How many of the rows below contain the string "wall", with case counting? Give only the number.

....................

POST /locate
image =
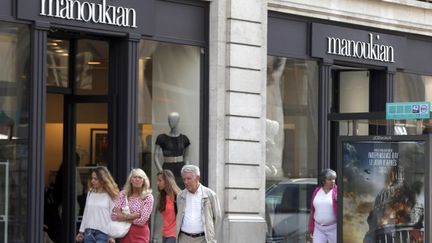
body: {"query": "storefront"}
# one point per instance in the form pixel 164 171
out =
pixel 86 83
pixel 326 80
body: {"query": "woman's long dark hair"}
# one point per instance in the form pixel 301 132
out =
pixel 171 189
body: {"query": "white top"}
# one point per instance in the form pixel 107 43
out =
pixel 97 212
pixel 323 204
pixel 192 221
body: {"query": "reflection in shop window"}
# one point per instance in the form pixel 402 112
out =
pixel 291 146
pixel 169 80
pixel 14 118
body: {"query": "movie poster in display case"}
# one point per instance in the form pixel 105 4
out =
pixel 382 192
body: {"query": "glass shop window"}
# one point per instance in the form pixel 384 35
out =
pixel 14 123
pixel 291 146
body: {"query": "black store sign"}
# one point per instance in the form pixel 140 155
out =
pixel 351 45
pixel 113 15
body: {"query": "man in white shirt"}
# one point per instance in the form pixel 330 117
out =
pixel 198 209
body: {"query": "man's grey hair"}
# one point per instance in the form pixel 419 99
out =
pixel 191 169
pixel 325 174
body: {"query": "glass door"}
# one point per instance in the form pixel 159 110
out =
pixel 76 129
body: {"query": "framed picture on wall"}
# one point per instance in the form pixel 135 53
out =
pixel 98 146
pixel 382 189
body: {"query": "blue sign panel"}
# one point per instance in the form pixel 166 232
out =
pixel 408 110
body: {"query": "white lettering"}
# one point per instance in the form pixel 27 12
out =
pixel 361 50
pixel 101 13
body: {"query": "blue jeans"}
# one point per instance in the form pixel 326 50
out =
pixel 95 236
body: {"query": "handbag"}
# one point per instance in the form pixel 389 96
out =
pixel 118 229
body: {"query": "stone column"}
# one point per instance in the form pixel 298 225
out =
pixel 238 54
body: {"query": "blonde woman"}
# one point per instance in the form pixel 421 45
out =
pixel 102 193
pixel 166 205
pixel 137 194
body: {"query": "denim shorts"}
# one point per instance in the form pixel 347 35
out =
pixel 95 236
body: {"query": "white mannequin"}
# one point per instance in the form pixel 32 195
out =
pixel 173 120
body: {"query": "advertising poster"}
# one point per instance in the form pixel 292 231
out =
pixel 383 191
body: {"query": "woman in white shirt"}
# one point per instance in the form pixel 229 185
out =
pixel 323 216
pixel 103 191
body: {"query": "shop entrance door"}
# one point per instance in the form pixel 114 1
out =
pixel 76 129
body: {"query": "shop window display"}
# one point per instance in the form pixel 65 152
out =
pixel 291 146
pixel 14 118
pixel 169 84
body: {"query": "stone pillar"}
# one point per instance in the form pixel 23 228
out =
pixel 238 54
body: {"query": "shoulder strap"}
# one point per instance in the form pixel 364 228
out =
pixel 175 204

....................

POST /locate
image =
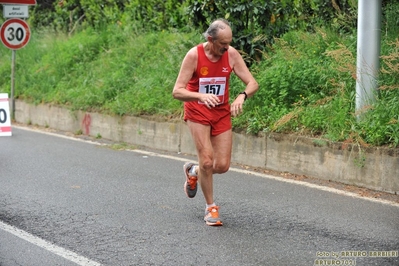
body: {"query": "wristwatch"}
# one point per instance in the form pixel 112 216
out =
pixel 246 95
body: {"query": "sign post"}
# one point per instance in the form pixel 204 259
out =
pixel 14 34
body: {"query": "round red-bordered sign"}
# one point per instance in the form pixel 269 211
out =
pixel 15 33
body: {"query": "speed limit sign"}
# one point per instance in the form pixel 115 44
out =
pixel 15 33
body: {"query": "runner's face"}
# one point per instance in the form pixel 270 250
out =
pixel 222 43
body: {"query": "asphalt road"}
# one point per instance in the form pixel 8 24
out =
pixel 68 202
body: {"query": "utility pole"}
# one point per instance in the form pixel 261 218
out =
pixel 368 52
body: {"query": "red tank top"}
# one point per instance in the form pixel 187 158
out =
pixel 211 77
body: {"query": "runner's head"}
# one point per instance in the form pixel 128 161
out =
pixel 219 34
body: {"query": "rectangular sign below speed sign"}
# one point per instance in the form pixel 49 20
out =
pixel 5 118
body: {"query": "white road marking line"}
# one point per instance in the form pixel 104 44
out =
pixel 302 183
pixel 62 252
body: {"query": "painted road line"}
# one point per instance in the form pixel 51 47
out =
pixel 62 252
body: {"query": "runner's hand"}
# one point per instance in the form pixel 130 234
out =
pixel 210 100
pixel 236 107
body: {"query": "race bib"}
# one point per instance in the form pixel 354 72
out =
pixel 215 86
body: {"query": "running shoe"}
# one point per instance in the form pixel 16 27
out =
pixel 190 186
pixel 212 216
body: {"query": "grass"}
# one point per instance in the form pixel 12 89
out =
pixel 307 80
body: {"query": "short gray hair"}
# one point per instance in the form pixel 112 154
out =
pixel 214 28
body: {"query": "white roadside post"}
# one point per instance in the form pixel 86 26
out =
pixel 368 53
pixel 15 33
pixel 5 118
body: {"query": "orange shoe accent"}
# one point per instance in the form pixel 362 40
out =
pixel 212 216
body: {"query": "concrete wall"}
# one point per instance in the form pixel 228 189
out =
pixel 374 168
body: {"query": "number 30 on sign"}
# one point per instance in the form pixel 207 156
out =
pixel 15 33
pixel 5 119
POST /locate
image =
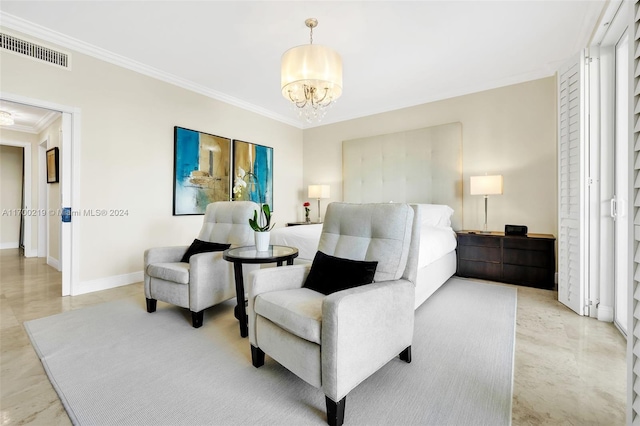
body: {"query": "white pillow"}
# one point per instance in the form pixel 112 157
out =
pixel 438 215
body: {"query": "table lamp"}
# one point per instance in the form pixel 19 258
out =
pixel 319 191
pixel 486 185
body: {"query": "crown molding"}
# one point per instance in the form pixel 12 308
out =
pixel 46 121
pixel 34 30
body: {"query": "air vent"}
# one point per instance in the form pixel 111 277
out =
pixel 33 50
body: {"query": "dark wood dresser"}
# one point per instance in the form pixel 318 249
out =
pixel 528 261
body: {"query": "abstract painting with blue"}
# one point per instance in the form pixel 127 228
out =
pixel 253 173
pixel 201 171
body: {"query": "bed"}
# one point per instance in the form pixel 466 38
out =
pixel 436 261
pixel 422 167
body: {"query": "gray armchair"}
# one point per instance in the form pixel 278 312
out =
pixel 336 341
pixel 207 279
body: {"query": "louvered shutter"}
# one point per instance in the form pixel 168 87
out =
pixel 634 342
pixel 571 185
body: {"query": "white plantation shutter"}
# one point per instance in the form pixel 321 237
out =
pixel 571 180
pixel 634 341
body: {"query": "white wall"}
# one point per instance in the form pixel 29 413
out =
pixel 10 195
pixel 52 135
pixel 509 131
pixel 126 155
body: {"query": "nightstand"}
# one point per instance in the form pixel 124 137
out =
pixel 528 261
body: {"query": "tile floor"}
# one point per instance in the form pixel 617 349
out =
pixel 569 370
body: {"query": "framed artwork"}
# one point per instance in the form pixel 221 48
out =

....................

**RESPONSE BELOW:** 3